WHAT IS NEEDED:
Continue the text about the Giovanni Stradano exhibition at Palazzo Vecchio from where it stops.

Giovanni Stradano in Florence 1523-2023
al 18 February 24
Court artist and cosmopolitan designer
In a historic first, Florence dedicates an exhibition at Palazzo Vecchio to the painter Giovanni Stradano (Jan van der Straet, Bruges 1523-Florence 1605) to celebrate five hundred years since his birth. An exceptional event for a Flemish artist who contributed significantly to the city where he chose to reside until the end of his eighty-two years.
The unprecedented exhibition features approximately eighty works including paintings, drawings, prints, books, tapestries, and instruments, and offers a unique introduction to the artist, Giorgio Vasari’s most important and most versatile collaborator in decorating the ducal palace. Giovanni Stradano dedicated years to the decoration of ducal rooms – including the apartments dedicated to the “earthly gods” (namely the Medici), Eleonora di Toledo’s rooms, Francesco I’s Studiolo, and the Sala Grande, known as the Salone dei Cinquecento – and left his distinctive stylistic signature on this rich and complex project.
Portraitist, landscapist, and – above all – an innovative draftsman, Stradano was a member of the Accademia del Disegno, founded by Cosimo I de’ Medici in 1563. Giorgio Vasari – who described Stradano as having “good design, wonderful whimsy, a great imagination, and a good way with color”– entrusted him with many projects, including the Battle of Scannagallo, the emblem of Florence’s victory over Siena, and the concept design for The Hunts, the famous tapestry series destined for the villa of Poggio a Caiano.

(Dataset entries)

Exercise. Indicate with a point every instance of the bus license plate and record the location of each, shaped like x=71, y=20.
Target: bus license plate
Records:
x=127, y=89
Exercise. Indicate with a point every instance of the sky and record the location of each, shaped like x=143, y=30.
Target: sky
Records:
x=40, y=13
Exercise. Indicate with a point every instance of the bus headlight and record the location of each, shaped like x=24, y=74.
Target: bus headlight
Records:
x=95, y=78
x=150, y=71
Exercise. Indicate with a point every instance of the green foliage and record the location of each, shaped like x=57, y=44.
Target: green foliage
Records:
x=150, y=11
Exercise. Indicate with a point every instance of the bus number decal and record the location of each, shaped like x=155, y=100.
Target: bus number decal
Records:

OUTPUT FOR THIS EXERCISE:
The exhibition is divided into six sections, masterfully integrating works on loan with the paintings and frescoes Stradano executed in the palace. With important loans from the Musée du Louvre in Paris, the Albertina Museum in Vienna, the Rijksmuseum in Amsterdam, as well as the Museo di San Matteo in Pisa, the Istituto Nazionale della Grafica in Rome, the Musei Civici in Milan, the Uffizi Galleries, the National Museum of Bargello, the National Library of Florence, the Medicea Laurenziana Library, and other important public and private collections, the exhibition aims to provide an in-depth look at his oeuvre and highlight his originally creative modernity.
While ample emphasis is given to works originating within the Florentine court before 1574, these are complemented by paintings from other prestigious commissions and drawings for copperplate prints of scientific and geographical interest. Stradano passionately dedicated himself to these pursuits in the second part of his life, becoming a “pictor celeberrimus,” universally praised, even by Vasari, for the “strangest and most beautiful inventions in the world”: among these, the Nova Reperta series stands out.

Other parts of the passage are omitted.